BEGIN DATA FOR REVIEW
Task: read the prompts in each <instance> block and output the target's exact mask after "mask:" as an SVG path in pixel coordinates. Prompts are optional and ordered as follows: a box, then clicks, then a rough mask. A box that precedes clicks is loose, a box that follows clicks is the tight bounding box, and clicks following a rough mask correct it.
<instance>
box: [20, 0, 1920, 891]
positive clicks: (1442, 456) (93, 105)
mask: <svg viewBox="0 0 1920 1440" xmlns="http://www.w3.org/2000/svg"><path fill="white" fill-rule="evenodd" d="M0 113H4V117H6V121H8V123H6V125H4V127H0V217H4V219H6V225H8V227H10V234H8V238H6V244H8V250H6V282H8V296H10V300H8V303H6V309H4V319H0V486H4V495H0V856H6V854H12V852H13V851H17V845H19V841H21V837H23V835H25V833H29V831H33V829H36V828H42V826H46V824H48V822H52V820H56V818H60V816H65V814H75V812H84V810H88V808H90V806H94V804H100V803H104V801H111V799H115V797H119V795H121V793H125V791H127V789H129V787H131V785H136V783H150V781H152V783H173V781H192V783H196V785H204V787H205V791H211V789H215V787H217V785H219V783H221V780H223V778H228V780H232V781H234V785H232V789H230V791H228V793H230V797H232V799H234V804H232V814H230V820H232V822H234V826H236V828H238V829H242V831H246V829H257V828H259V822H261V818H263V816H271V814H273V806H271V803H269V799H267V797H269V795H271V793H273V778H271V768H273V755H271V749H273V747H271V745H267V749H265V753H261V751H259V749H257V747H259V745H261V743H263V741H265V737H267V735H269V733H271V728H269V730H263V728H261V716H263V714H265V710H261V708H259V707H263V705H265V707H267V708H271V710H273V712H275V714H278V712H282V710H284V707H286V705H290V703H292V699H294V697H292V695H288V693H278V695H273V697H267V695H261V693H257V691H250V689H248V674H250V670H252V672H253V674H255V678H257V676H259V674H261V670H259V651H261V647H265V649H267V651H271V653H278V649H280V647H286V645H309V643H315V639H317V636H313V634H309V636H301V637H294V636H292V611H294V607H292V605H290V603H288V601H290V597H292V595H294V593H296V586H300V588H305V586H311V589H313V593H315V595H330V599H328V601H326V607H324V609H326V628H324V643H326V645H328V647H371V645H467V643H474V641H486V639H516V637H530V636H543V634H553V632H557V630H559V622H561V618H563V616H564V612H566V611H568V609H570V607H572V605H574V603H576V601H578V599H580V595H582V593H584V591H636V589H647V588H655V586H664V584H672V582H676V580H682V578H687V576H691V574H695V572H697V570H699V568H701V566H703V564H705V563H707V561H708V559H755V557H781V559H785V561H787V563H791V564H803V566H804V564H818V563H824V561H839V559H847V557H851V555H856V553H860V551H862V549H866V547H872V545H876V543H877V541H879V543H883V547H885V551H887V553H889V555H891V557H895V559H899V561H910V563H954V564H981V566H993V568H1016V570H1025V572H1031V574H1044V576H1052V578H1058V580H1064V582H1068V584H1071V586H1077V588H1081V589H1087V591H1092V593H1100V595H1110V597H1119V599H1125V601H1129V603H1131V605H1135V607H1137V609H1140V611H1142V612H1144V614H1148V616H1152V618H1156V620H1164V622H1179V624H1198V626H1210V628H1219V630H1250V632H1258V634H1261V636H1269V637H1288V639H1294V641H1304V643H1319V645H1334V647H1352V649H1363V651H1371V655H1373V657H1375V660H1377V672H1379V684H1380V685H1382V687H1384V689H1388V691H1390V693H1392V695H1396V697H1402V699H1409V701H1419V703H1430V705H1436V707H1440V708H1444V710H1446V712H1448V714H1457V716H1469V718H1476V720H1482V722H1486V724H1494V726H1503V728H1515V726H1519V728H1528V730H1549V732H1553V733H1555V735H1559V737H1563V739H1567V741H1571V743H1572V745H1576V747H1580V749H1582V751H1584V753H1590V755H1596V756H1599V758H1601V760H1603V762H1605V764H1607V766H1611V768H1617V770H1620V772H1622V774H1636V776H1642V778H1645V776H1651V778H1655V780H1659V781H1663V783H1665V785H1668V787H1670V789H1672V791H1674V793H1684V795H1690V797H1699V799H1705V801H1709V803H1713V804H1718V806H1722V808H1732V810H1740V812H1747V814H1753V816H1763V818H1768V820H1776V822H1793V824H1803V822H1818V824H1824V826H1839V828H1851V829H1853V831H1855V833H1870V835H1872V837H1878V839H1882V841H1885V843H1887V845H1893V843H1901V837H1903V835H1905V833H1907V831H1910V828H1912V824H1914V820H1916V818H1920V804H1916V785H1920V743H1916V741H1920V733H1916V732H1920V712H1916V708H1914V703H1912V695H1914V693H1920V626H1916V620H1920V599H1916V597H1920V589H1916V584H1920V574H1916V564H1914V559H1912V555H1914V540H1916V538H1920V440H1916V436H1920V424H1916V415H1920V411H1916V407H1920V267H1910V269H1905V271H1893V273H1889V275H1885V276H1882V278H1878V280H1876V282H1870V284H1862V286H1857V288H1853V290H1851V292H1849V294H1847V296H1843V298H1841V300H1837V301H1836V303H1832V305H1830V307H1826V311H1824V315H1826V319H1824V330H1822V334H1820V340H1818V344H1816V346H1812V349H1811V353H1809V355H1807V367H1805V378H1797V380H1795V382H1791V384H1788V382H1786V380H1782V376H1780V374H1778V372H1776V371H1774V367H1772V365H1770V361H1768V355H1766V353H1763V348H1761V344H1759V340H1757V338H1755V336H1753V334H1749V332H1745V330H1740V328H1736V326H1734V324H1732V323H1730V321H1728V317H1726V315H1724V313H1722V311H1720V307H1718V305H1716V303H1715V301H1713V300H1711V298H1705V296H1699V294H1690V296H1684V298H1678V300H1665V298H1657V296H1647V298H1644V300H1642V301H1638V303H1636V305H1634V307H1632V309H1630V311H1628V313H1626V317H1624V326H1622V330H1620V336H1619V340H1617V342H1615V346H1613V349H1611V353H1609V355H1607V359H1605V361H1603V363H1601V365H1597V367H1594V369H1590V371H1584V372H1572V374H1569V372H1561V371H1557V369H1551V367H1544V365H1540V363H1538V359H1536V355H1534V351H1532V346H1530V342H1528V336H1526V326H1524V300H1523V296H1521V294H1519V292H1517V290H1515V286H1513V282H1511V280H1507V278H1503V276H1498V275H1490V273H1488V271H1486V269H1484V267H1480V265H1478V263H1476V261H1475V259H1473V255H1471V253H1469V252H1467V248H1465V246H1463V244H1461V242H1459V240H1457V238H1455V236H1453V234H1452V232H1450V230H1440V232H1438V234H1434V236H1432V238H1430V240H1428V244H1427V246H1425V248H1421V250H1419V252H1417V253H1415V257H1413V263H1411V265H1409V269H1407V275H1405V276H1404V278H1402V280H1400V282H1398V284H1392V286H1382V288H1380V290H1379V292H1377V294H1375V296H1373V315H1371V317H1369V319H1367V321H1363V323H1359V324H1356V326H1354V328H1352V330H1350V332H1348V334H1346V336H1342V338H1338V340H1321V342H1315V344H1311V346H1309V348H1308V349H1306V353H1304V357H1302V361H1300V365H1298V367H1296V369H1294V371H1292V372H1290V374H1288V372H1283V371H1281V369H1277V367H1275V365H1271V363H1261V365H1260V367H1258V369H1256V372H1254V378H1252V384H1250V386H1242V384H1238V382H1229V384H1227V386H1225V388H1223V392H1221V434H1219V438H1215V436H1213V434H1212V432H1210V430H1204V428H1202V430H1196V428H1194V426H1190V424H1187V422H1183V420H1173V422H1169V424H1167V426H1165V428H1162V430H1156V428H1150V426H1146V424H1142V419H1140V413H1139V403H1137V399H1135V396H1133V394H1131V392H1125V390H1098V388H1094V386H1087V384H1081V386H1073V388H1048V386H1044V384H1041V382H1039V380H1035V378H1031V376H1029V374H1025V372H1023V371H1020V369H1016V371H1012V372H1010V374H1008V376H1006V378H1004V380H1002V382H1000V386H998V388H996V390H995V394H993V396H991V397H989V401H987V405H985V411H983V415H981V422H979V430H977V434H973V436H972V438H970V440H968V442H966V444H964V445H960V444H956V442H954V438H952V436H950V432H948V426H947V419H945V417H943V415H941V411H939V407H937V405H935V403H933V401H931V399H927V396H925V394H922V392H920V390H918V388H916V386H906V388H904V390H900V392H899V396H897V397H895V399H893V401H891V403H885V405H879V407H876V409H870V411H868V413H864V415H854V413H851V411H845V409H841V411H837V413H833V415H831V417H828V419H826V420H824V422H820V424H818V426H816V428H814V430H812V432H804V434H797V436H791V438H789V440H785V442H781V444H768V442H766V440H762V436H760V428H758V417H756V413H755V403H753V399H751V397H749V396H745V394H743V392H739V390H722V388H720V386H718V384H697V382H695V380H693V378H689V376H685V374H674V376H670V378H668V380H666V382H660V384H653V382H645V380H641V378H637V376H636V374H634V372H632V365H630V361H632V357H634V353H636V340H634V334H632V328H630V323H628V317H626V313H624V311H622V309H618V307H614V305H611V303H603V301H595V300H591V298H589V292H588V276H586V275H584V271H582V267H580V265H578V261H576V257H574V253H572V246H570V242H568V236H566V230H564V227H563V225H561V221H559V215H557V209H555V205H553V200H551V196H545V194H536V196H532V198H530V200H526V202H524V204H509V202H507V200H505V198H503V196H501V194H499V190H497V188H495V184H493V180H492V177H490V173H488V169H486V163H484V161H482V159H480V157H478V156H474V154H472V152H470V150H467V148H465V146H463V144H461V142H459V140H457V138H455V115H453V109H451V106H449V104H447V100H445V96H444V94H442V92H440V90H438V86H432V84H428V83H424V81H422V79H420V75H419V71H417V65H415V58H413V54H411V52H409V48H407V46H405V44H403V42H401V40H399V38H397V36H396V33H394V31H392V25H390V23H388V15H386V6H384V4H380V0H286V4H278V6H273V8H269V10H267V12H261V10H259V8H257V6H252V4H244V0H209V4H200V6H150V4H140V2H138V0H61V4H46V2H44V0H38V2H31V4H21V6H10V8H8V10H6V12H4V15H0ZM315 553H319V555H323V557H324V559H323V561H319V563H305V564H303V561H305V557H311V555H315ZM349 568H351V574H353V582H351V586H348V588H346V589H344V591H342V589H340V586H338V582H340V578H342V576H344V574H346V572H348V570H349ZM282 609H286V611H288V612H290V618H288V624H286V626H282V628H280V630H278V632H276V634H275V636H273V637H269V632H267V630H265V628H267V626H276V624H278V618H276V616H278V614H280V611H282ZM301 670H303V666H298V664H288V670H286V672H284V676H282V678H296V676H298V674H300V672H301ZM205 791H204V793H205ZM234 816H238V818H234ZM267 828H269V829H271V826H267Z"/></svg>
END DATA FOR REVIEW
### ABOUT THIS TASK
Retype only the lines running from the top of the listing to the line that holds "box: [20, 0, 1920, 891]", both ends included.

### RESPONSE AREA
Task: read the prompts in each <instance> block and output the target's exact mask after "mask:" as an SVG path in pixel coordinates. Prompts are optional and ordered as follows: a box, then clicks, then a rough mask. A box that precedes clicks is loose, a box that follows clicks is the tight bounding box, and clicks following a rough mask correct it.
<instance>
box: [20, 0, 1920, 891]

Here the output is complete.